Problem to work on:
The records that follow are to be printed exactly, with no images.
==== Provided data ====
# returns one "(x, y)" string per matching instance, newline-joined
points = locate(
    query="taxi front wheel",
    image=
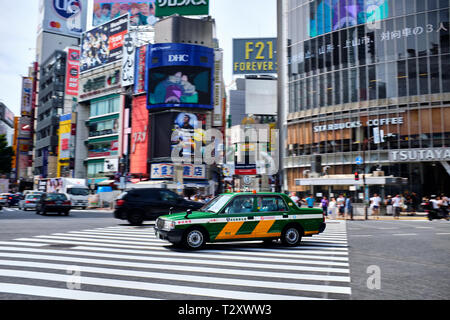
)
(291, 236)
(194, 239)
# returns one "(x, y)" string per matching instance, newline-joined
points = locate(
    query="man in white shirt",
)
(397, 204)
(375, 204)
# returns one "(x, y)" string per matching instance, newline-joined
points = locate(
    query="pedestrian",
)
(324, 205)
(340, 203)
(349, 207)
(332, 206)
(397, 205)
(310, 201)
(375, 202)
(389, 207)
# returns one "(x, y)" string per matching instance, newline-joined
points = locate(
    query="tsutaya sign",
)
(412, 155)
(181, 7)
(357, 124)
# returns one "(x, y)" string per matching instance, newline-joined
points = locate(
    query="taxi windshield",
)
(216, 204)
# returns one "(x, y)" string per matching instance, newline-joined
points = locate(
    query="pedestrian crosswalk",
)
(130, 263)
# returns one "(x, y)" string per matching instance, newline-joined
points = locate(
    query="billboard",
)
(255, 56)
(166, 171)
(142, 13)
(72, 71)
(140, 69)
(180, 75)
(139, 136)
(331, 15)
(166, 8)
(27, 94)
(176, 129)
(104, 44)
(66, 17)
(261, 96)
====
Written solution:
# returns one "(x, y)" string per matching instance, newline-joined
points = locate(
    query="taxi front wheel",
    image=
)
(291, 236)
(194, 239)
# returns one "(x, y)" string per matching instance, newline-joined
points = locate(
    query="man in white shirt",
)
(397, 204)
(375, 204)
# returns one "(x, y)" string per matching instance, newline-joined
points = locate(
    query="pedestrian",
)
(324, 205)
(340, 203)
(349, 207)
(332, 206)
(397, 205)
(310, 201)
(375, 202)
(389, 207)
# returns one "(x, y)" string per matching instance, newline-joined
points = locate(
    query="tsutaya sign",
)
(412, 155)
(181, 7)
(357, 124)
# returns one "(x, y)" string per matching instance, newline-joined
points = locate(
    query="taxi windshield",
)
(216, 204)
# returns one "(x, y)" string per matching instance, newline-joined
points = locate(
    query="pedestrian crosswalk",
)
(130, 263)
# returns one "(x, y)" string per matching instance, newline-joined
points = locate(
    query="billboard",
)
(255, 56)
(166, 171)
(142, 13)
(72, 71)
(140, 69)
(180, 75)
(139, 136)
(331, 15)
(166, 8)
(27, 94)
(176, 129)
(104, 44)
(66, 17)
(261, 96)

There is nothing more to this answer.